● INPUT
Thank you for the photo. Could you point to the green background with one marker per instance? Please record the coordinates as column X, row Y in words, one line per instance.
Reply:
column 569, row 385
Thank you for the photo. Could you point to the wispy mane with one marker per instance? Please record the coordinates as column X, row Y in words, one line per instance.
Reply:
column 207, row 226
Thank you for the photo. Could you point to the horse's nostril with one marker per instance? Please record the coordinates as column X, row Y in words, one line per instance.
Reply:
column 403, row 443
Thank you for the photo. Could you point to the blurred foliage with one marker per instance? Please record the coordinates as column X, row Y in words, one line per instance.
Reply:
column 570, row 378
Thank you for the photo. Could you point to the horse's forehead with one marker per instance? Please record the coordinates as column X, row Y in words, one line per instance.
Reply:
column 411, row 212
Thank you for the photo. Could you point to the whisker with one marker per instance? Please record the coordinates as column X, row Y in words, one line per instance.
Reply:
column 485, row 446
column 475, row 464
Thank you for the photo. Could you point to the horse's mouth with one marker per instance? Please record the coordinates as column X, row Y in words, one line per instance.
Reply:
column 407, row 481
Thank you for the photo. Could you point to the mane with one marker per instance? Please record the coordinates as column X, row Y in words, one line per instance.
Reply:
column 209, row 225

● THE REQUEST
Copy the items above word for word, starting at their first line and ending with the line that contains "column 207, row 226", both ends included.

● ANSWER TO THE TASK
Thank you for the photo. Could you point to the green background with one marker per instance? Please record the coordinates as column X, row Y in words, one line per instance.
Reply:
column 569, row 385
Thank you for the photo. Could you point to the wispy mane with one marker per instance? Please record the coordinates as column X, row Y in words, one line per instance.
Reply:
column 207, row 226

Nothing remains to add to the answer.